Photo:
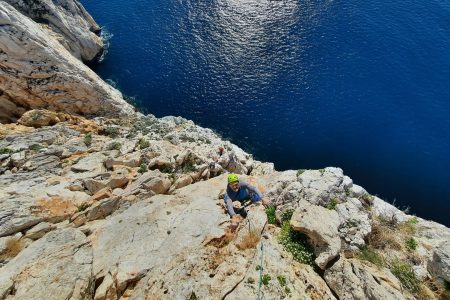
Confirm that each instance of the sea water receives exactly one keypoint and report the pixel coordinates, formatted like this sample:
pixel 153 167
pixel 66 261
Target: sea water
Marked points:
pixel 361 85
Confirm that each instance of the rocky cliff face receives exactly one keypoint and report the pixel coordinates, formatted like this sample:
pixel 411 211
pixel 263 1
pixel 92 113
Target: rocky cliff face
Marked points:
pixel 133 209
pixel 41 44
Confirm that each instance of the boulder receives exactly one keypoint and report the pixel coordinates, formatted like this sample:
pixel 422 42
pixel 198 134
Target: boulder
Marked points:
pixel 440 263
pixel 321 226
pixel 39 72
pixel 39 230
pixel 58 266
pixel 68 22
pixel 150 181
pixel 352 280
pixel 355 224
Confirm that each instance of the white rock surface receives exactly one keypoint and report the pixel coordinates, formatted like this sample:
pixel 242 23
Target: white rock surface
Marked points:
pixel 321 226
pixel 58 266
pixel 352 280
pixel 38 71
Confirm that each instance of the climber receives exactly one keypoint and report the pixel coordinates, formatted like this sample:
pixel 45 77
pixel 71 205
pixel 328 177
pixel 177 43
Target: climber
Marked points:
pixel 239 190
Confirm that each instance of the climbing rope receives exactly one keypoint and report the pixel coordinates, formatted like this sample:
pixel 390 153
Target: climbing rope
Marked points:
pixel 260 272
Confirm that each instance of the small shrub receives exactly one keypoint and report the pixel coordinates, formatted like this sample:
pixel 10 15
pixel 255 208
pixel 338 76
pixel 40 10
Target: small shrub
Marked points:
pixel 300 172
pixel 112 131
pixel 83 206
pixel 6 151
pixel 13 247
pixel 281 280
pixel 115 146
pixel 270 212
pixel 265 279
pixel 411 244
pixel 88 139
pixel 409 226
pixel 287 215
pixel 287 290
pixel 143 143
pixel 405 274
pixel 296 243
pixel 332 204
pixel 372 256
pixel 143 168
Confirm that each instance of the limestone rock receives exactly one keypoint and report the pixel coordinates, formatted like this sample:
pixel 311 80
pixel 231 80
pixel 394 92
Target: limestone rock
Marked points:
pixel 72 25
pixel 350 279
pixel 39 230
pixel 354 223
pixel 322 186
pixel 440 264
pixel 58 266
pixel 39 72
pixel 152 181
pixel 321 226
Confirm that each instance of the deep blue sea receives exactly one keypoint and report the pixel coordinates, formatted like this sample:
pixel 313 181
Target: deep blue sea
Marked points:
pixel 362 85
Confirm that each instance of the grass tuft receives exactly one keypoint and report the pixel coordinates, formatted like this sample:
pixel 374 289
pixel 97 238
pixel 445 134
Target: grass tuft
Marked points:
pixel 296 243
pixel 372 256
pixel 406 275
pixel 332 204
pixel 270 212
pixel 13 247
pixel 88 139
pixel 265 279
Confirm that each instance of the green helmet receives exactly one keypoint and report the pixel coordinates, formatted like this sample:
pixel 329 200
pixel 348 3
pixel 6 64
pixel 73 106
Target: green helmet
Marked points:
pixel 232 178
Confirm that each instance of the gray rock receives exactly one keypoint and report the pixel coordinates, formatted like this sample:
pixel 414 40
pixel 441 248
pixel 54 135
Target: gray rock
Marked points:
pixel 321 226
pixel 354 223
pixel 39 72
pixel 440 264
pixel 58 266
pixel 352 280
pixel 39 230
pixel 69 22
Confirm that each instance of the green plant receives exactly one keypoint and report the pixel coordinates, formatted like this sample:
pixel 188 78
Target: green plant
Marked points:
pixel 115 146
pixel 371 255
pixel 287 215
pixel 88 139
pixel 281 280
pixel 265 279
pixel 143 143
pixel 83 206
pixel 270 212
pixel 6 151
pixel 296 243
pixel 112 131
pixel 35 147
pixel 193 296
pixel 406 275
pixel 447 285
pixel 300 172
pixel 143 168
pixel 411 244
pixel 332 204
pixel 287 290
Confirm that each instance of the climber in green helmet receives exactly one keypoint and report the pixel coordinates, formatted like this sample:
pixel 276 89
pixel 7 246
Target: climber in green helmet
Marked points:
pixel 239 190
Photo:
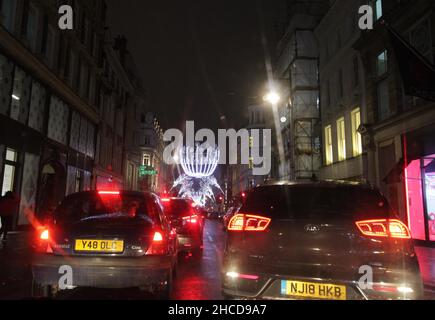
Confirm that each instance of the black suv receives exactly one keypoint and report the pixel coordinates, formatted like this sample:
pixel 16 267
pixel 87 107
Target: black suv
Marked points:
pixel 323 240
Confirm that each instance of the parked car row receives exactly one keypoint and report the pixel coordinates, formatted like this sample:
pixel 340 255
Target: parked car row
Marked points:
pixel 115 239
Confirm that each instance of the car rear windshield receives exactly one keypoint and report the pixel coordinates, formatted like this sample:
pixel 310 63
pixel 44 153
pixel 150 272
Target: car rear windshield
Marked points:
pixel 178 208
pixel 306 202
pixel 88 206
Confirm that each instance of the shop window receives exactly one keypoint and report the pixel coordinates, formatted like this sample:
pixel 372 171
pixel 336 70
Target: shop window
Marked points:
pixel 146 160
pixel 382 63
pixel 356 136
pixel 429 192
pixel 31 27
pixel 17 93
pixel 78 185
pixel 420 200
pixel 9 171
pixel 328 145
pixel 341 138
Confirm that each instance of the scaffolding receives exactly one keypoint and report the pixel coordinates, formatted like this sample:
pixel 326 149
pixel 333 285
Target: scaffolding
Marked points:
pixel 299 63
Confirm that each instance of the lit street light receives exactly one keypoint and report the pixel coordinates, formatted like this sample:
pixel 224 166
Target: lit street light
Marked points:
pixel 272 97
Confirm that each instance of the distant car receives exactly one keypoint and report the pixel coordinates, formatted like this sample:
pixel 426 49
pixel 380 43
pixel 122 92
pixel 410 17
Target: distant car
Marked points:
pixel 110 239
pixel 215 215
pixel 188 222
pixel 324 240
pixel 227 217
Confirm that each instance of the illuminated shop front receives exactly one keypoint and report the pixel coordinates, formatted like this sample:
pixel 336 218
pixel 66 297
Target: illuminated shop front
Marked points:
pixel 420 185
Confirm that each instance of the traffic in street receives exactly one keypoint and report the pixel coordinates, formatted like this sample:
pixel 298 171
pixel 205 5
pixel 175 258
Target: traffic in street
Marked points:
pixel 248 150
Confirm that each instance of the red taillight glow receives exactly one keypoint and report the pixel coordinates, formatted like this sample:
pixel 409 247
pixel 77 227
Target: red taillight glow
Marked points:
pixel 45 235
pixel 235 275
pixel 158 237
pixel 114 193
pixel 158 246
pixel 384 228
pixel 191 219
pixel 248 222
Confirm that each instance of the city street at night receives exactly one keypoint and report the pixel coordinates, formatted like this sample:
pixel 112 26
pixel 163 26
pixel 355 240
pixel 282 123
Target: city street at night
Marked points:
pixel 198 278
pixel 250 152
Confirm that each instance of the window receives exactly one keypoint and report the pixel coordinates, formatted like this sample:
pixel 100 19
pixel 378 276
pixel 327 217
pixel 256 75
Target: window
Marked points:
pixel 78 185
pixel 328 145
pixel 9 171
pixel 328 94
pixel 146 159
pixel 31 27
pixel 146 140
pixel 340 84
pixel 355 72
pixel 7 14
pixel 383 100
pixel 341 138
pixel 356 136
pixel 382 63
pixel 17 93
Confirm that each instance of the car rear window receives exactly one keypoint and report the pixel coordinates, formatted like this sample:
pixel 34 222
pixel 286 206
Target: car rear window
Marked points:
pixel 86 206
pixel 178 207
pixel 306 202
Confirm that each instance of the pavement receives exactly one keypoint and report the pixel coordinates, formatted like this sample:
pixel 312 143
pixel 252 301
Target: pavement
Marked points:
pixel 198 277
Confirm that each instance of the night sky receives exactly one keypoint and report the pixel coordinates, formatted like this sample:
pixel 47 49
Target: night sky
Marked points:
pixel 199 59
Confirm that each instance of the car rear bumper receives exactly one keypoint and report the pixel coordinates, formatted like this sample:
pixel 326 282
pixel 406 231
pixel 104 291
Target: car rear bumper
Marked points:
pixel 188 242
pixel 249 283
pixel 102 272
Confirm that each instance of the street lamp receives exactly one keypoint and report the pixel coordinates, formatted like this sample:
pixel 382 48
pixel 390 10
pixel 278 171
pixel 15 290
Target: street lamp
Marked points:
pixel 272 97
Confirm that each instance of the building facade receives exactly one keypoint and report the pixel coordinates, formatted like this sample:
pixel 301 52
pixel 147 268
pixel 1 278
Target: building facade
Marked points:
pixel 71 106
pixel 153 175
pixel 48 101
pixel 342 87
pixel 296 77
pixel 399 131
pixel 240 177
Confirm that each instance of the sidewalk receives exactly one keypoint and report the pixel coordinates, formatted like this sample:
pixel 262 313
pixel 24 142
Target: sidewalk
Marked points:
pixel 426 258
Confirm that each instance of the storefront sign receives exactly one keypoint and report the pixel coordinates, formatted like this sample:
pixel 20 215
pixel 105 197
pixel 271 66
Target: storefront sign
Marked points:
pixel 147 171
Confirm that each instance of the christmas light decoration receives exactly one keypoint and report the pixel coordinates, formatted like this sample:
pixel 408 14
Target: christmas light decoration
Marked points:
pixel 197 181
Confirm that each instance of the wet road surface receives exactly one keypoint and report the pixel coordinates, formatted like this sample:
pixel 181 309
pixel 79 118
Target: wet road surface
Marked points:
pixel 198 276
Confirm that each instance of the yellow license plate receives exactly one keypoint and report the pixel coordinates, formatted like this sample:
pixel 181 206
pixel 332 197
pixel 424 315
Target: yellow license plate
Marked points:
pixel 90 245
pixel 313 290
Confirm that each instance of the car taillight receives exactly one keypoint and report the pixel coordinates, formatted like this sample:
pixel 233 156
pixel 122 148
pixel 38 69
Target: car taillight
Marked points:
pixel 158 245
pixel 43 240
pixel 392 228
pixel 248 222
pixel 157 237
pixel 110 193
pixel 191 219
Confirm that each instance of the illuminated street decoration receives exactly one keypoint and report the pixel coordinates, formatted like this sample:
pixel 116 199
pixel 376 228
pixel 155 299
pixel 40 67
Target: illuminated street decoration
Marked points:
pixel 197 181
pixel 147 171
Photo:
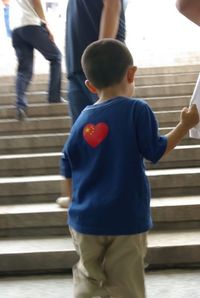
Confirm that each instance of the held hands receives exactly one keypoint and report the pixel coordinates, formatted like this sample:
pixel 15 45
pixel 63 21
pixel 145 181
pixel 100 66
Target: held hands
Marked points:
pixel 189 117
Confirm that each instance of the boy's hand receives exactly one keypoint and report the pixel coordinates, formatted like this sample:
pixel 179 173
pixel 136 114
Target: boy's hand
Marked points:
pixel 189 116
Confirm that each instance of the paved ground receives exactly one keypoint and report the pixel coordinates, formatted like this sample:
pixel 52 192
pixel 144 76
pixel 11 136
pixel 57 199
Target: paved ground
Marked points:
pixel 159 284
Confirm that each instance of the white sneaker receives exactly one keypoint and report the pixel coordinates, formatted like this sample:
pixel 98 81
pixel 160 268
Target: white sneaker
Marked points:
pixel 63 202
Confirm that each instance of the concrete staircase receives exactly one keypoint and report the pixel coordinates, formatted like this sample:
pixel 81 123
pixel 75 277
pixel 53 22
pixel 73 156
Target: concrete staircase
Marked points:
pixel 34 237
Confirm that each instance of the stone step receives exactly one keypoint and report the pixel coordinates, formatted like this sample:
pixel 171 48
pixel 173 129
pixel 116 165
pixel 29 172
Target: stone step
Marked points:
pixel 48 162
pixel 178 69
pixel 50 219
pixel 32 143
pixel 164 104
pixel 181 157
pixel 52 142
pixel 174 182
pixel 164 90
pixel 63 123
pixel 141 71
pixel 36 110
pixel 140 91
pixel 56 253
pixel 169 103
pixel 141 80
pixel 56 124
pixel 46 188
pixel 42 85
pixel 31 189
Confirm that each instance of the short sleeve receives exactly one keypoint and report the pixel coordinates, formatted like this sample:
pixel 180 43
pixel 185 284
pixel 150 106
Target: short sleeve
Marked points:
pixel 151 145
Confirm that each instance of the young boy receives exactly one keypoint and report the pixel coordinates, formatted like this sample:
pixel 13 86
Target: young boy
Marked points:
pixel 102 161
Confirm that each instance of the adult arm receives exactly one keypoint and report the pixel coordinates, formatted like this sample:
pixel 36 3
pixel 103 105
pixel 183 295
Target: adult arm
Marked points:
pixel 110 16
pixel 190 9
pixel 40 12
pixel 189 118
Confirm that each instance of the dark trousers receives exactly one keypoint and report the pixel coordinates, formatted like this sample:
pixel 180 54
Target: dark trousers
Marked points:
pixel 78 95
pixel 25 40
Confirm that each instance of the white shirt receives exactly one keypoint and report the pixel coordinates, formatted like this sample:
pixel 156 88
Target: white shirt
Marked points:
pixel 195 131
pixel 22 13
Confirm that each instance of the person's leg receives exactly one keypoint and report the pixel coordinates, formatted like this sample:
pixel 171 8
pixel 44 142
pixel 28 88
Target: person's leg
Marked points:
pixel 38 38
pixel 6 20
pixel 88 274
pixel 124 266
pixel 78 95
pixel 24 53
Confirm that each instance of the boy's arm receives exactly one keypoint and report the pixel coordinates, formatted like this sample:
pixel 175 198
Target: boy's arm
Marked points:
pixel 190 9
pixel 40 12
pixel 110 16
pixel 189 118
pixel 68 187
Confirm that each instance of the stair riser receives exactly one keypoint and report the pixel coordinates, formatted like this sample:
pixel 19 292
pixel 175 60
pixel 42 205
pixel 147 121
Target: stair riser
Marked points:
pixel 31 126
pixel 48 165
pixel 168 90
pixel 161 185
pixel 147 80
pixel 172 257
pixel 141 92
pixel 48 262
pixel 37 111
pixel 50 223
pixel 33 143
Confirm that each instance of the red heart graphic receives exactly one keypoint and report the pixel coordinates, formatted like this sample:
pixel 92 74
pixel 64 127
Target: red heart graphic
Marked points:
pixel 95 134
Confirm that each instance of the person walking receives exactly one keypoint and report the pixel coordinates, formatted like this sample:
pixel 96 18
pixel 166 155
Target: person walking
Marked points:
pixel 103 163
pixel 190 9
pixel 30 31
pixel 87 21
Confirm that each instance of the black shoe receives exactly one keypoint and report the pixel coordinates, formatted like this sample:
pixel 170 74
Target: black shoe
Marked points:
pixel 61 100
pixel 21 114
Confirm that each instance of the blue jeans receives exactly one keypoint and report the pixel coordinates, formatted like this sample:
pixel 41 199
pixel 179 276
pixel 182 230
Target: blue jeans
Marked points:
pixel 78 95
pixel 25 40
pixel 6 20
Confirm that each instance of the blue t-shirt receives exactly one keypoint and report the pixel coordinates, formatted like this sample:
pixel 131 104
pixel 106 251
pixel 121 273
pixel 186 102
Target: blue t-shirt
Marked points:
pixel 104 157
pixel 82 28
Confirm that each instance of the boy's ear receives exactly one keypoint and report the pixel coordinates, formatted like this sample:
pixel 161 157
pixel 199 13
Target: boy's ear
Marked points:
pixel 131 74
pixel 90 86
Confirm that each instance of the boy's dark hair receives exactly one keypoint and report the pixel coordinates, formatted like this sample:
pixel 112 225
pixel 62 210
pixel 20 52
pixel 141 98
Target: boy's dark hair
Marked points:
pixel 105 62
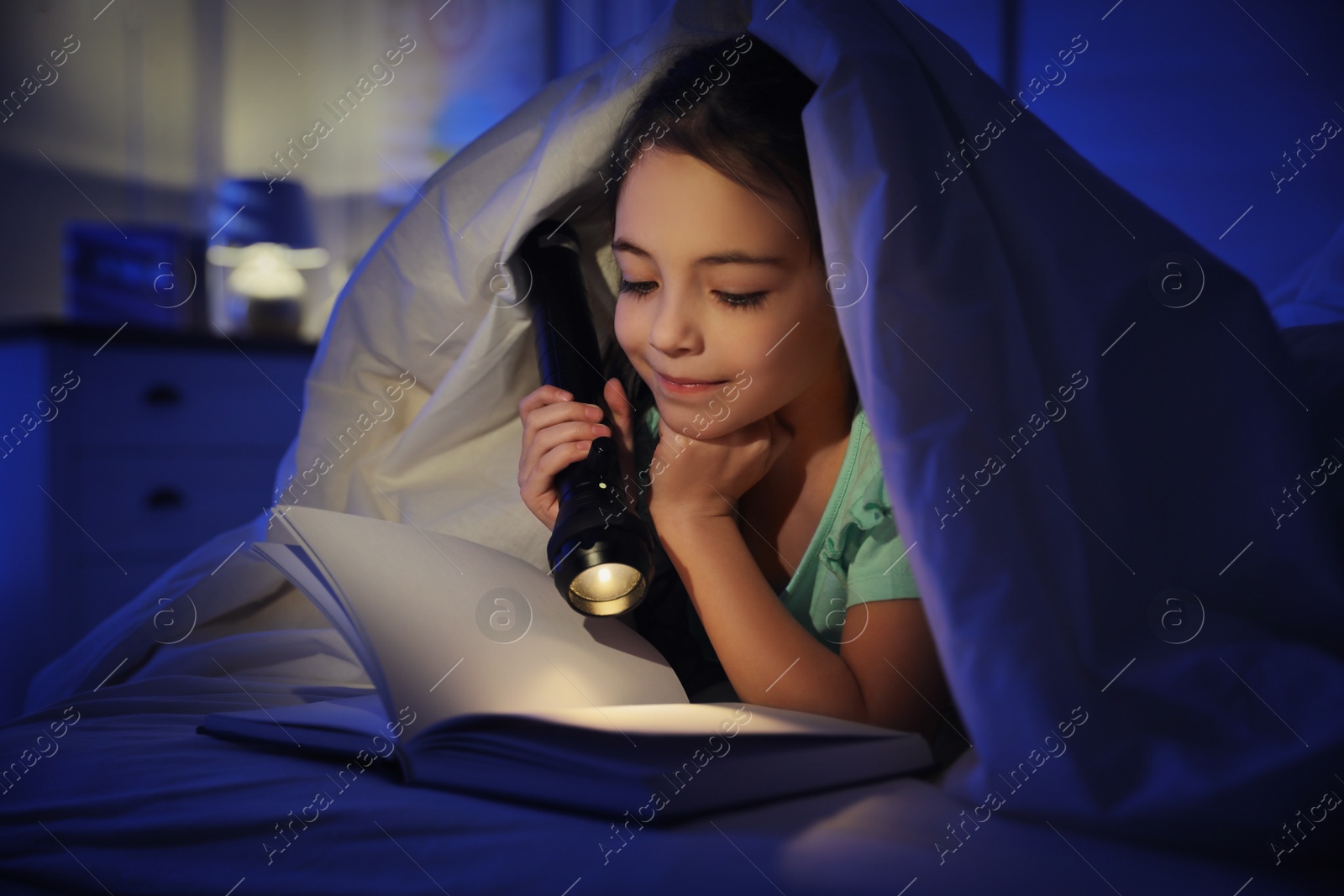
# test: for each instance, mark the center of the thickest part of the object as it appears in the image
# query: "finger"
(555, 436)
(622, 412)
(550, 414)
(539, 484)
(541, 396)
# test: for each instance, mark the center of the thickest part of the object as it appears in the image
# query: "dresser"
(121, 452)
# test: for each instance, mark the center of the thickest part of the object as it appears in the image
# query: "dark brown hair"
(737, 107)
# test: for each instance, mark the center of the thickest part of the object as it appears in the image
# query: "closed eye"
(732, 300)
(642, 288)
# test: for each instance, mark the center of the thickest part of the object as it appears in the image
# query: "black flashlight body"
(596, 540)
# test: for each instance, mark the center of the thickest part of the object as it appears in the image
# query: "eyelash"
(743, 300)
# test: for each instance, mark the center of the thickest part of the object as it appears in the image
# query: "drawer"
(165, 501)
(160, 396)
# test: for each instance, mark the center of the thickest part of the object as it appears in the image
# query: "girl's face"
(719, 288)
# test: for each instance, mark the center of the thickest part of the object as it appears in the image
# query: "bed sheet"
(134, 801)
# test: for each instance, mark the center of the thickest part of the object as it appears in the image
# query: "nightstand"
(120, 453)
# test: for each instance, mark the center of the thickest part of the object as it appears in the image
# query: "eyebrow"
(732, 257)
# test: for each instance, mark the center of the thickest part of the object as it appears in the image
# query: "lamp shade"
(248, 211)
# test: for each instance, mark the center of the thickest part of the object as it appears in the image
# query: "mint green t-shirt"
(855, 553)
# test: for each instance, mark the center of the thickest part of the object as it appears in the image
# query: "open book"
(487, 681)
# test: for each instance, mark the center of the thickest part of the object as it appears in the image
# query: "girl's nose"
(676, 327)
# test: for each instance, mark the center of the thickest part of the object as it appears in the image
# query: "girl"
(764, 486)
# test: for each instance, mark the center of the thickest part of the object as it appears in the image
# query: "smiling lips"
(683, 385)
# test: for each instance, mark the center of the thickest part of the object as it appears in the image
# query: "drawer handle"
(163, 396)
(165, 499)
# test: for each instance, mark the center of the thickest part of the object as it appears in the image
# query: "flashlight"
(601, 553)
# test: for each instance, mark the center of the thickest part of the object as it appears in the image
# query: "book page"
(463, 627)
(304, 573)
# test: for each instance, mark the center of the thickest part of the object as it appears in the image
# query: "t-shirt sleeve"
(869, 548)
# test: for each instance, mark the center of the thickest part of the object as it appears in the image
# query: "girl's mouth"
(685, 389)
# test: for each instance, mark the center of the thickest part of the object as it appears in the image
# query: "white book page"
(289, 560)
(711, 719)
(463, 627)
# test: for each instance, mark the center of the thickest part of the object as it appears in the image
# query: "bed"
(1182, 781)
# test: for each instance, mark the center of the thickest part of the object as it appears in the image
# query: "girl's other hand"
(696, 479)
(557, 432)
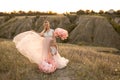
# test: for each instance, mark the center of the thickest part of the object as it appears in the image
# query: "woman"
(35, 47)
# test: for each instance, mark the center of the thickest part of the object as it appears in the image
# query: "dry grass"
(86, 63)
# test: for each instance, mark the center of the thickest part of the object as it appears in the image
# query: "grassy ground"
(86, 63)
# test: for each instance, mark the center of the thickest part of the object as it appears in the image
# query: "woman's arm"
(54, 38)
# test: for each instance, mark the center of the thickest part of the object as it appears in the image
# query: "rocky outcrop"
(96, 30)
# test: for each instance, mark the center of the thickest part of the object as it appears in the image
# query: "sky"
(59, 6)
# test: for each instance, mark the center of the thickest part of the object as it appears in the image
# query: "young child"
(53, 47)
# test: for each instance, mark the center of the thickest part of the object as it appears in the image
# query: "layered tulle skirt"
(36, 49)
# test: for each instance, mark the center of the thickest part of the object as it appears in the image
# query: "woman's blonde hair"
(46, 21)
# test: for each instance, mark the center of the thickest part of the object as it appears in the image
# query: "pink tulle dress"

:::::

EXERCISE PROMPT
Copy out the items beginning at the line that contains "Confirm that each instance of the pavement" and ending after the line that contains "pixel 199 59", leaving every character unchanged.

EXERCISE RESULT
Confirm that each instance of the pavement receives exactly one keypoint and report the pixel coordinates, formatted like this sample:
pixel 312 143
pixel 252 301
Target: pavement
Marked points:
pixel 198 277
Confirm that each instance of the night sky receives exactly one keypoint and report the pixel coordinates, formatted like this sample:
pixel 47 49
Target: night sky
Marked points:
pixel 199 59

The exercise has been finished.